WHAT YOU HAVE TO DO ->
Could you copy the material word for word, from its very start through the line containing "x=81, y=209", including that line, and leave the pictures out?

GIVEN DATA ->
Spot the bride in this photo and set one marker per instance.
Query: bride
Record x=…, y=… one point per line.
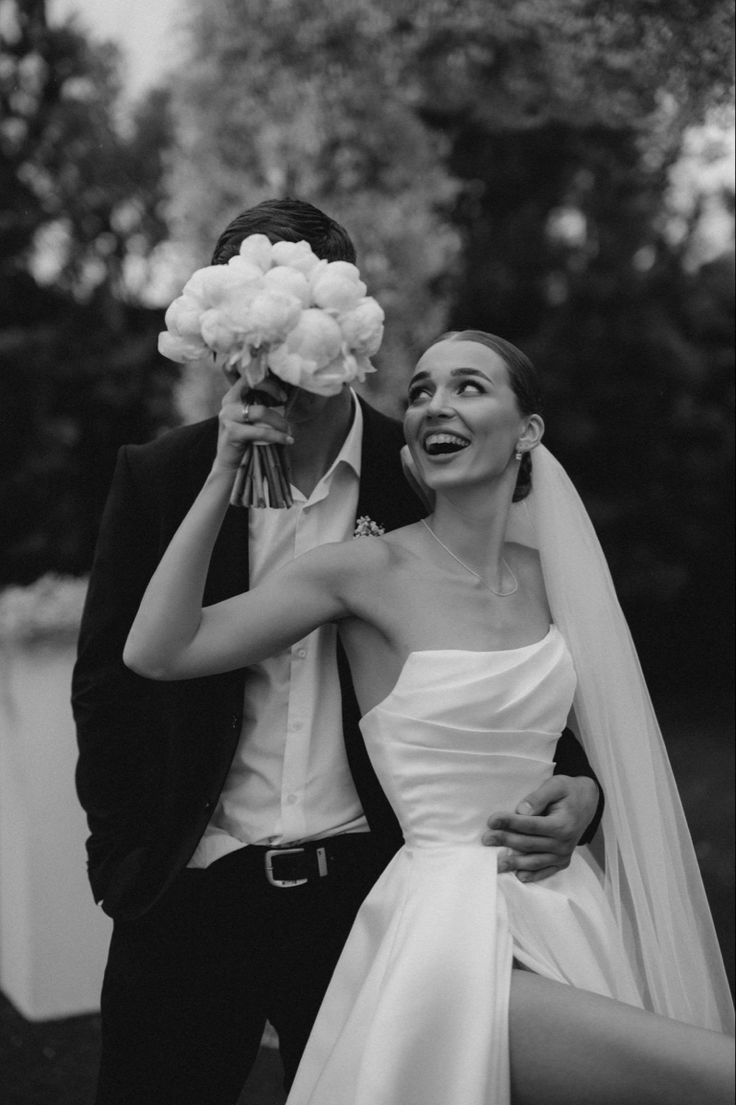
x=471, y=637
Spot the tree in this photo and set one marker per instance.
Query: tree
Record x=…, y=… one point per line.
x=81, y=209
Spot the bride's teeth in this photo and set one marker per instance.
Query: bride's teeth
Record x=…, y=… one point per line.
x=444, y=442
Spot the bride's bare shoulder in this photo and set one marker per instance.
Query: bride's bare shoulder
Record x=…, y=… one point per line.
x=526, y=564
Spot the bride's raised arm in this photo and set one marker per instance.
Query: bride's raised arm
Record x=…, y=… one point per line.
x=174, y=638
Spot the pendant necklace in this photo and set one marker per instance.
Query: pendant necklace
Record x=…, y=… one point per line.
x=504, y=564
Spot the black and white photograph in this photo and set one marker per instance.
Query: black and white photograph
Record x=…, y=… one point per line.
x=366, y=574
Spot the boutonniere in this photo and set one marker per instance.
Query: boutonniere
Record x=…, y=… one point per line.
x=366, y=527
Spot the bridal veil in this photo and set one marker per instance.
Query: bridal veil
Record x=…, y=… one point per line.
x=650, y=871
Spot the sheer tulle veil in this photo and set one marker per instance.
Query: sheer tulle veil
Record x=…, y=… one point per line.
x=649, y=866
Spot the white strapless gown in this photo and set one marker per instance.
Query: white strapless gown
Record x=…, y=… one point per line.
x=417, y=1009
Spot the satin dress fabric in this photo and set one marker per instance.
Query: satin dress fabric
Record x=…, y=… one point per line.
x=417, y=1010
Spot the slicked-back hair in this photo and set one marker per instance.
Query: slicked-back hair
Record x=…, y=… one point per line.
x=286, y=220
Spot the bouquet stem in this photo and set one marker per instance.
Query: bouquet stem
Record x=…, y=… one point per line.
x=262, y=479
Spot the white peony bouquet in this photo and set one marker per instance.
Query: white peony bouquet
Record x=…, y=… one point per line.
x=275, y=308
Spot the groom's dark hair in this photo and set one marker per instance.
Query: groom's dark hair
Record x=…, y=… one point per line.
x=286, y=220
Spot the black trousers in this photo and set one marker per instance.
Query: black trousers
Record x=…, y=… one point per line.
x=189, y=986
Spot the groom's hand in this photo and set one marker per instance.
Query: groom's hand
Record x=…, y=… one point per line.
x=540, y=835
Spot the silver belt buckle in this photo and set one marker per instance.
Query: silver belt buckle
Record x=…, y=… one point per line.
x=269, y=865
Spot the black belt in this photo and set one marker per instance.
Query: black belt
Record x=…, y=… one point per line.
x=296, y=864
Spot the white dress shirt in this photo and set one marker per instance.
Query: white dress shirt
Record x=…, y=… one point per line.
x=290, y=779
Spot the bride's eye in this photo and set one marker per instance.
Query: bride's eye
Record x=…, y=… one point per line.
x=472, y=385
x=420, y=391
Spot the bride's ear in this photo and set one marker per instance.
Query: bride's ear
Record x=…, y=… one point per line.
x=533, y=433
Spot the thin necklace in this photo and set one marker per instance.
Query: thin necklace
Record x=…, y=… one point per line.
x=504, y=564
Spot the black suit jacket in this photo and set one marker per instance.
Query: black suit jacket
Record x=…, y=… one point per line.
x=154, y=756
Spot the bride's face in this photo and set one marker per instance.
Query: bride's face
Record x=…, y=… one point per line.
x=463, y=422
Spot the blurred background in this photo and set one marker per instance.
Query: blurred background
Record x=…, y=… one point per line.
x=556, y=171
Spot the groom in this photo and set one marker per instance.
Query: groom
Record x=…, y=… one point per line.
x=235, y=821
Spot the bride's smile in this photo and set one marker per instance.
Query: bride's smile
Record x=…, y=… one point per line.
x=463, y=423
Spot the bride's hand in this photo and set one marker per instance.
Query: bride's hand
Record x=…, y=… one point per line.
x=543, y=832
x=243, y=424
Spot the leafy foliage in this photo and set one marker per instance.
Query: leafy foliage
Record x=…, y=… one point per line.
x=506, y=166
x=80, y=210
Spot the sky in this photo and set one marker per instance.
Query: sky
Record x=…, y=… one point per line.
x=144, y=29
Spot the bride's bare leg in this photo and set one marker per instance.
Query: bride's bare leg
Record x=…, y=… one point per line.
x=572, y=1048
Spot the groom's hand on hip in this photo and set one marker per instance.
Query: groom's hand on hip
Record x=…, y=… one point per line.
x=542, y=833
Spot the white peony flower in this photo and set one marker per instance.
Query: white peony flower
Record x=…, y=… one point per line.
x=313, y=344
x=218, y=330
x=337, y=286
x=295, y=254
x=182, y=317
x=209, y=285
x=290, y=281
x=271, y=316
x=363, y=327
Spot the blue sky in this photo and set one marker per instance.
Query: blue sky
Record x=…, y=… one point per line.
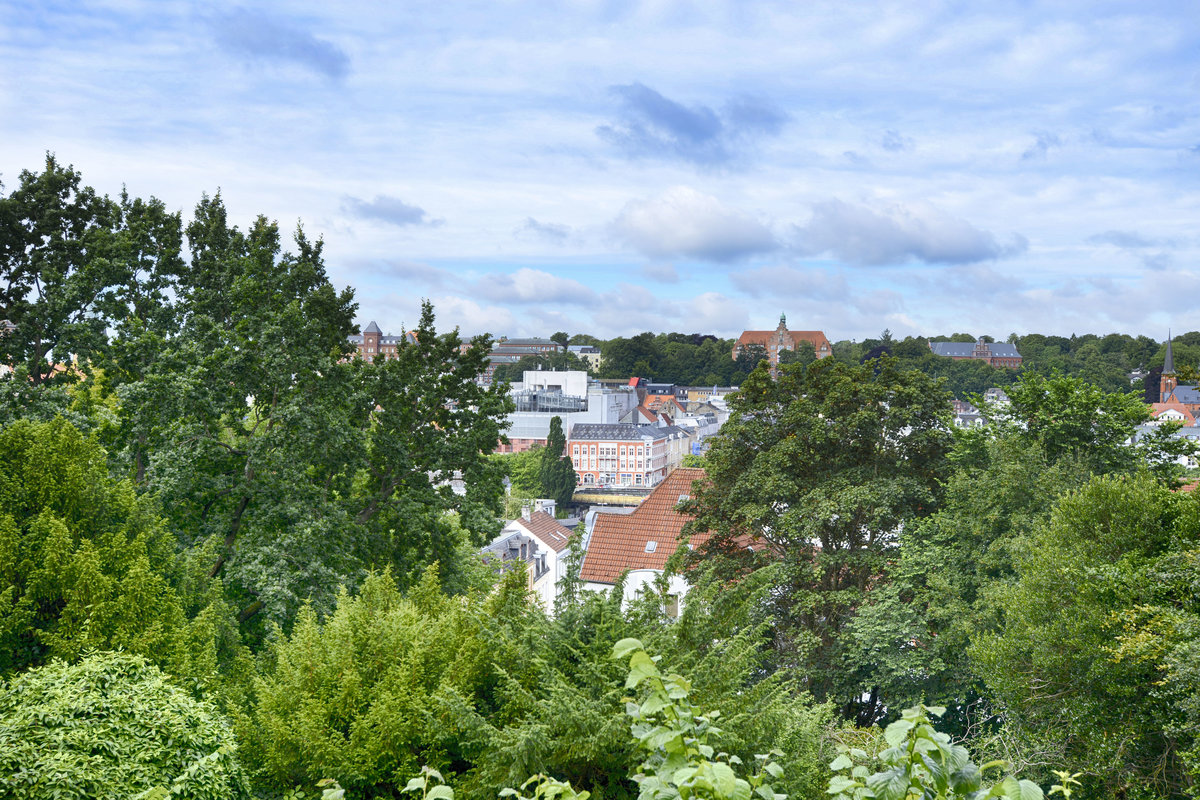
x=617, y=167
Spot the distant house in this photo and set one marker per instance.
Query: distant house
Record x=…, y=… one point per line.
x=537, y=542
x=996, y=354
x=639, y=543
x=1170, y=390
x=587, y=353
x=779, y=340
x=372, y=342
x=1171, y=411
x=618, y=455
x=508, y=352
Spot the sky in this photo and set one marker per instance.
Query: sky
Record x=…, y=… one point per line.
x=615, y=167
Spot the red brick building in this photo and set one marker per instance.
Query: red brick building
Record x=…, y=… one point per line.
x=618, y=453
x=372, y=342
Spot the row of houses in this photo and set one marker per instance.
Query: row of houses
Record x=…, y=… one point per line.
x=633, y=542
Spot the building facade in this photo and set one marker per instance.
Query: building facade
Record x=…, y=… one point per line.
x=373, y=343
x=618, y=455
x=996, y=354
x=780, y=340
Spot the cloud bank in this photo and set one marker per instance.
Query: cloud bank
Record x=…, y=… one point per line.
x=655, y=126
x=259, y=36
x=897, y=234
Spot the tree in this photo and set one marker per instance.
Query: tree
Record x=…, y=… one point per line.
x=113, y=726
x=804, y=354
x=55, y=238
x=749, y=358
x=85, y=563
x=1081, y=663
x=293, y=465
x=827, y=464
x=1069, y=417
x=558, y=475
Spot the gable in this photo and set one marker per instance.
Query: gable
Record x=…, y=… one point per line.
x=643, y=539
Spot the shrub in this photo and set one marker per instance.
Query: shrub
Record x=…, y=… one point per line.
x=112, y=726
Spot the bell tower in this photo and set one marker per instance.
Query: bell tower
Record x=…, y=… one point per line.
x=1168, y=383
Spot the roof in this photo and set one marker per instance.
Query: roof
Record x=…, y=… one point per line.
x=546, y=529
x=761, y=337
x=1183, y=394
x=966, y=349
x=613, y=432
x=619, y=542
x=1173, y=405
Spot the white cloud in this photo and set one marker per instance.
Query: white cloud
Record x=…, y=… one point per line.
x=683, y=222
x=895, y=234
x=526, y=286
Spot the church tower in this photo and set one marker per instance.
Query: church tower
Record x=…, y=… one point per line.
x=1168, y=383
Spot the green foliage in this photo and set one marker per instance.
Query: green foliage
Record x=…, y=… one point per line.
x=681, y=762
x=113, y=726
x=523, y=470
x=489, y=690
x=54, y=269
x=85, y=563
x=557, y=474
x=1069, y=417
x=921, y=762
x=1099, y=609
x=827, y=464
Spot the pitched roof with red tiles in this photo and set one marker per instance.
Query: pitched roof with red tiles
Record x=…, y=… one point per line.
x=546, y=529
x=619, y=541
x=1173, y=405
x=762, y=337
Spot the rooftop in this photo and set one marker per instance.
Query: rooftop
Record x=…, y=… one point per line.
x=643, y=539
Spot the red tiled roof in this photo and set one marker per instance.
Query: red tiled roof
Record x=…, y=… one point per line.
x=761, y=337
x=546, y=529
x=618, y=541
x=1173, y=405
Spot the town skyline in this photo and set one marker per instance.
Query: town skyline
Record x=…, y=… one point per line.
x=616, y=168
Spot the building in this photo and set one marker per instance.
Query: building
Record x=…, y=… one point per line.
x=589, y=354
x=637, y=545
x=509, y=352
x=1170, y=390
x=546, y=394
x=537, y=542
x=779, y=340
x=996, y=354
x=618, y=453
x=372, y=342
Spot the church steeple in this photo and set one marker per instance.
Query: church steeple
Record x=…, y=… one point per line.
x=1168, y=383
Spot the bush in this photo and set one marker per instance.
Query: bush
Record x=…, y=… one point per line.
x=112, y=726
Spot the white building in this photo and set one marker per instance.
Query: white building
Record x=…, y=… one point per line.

EXPECTED ANSWER ->
Spot the bride in this photo and set one marker per instance.
Query: bride
Record x=…, y=… one point per line.
x=471, y=637
Spot the tree in this photo and set one marker per instance.
Query: tree
Record x=…, y=… one point per line.
x=81, y=209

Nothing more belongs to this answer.